## 課題の目的:
ページ抜粋によると、スーパーローテーションという制度は何年に始まったか。

## ページ抜粋:
◇ ◇ ◇
そうすると、たいていは意外そうな顔をされる。不真面目な医学生だと言いたげなこともある。
いや、しかたないんですよ、これで。
現行の初期研修、つまり一般的に研修医と呼ばれる期間は、スーパーローテーションという制度に基づき、1〜2ヶ月という短い単位をベースにしてさまざまな科をひととおり回る。ちなみに、この制度は2004年にはじまった。
専門を決めるのは、2年の研修医が終わってから。そこからの2年を後期研修と呼び、より専門的な研修がなされるが、厳密にはこの期間も身分は研修医である。患者に最若手との誤解を与えかねないので、“シニア”と表現したりする。
では、かつてはどうだったかといえば、一年目から自分の一生の診療科を決めていた。この時代のなごりか、スーパーローテーションの制度を知らなければ、そんなんでコイツ大丈夫か、となるのもまあ不思議ではないのだけれど。
◇ ◇ ◇
## 提供資料:
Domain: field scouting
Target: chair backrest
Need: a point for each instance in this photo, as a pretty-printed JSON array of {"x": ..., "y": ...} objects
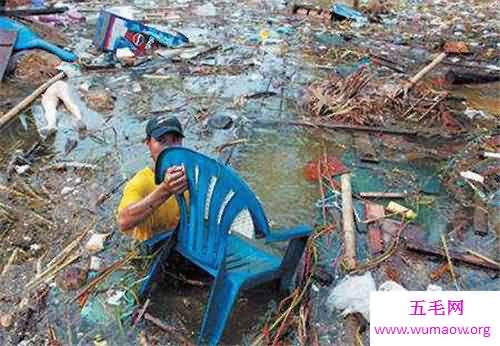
[{"x": 217, "y": 194}]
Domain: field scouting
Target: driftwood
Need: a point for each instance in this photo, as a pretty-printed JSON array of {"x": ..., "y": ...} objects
[
  {"x": 436, "y": 251},
  {"x": 348, "y": 222},
  {"x": 383, "y": 194},
  {"x": 10, "y": 115},
  {"x": 166, "y": 328},
  {"x": 416, "y": 78},
  {"x": 394, "y": 131},
  {"x": 33, "y": 11}
]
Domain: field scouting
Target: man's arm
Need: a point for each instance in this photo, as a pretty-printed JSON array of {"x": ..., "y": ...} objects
[{"x": 175, "y": 182}]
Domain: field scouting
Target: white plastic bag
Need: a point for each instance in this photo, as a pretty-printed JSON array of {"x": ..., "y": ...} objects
[{"x": 352, "y": 294}]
◇ ◇ ◇
## 問題の解答:
2004年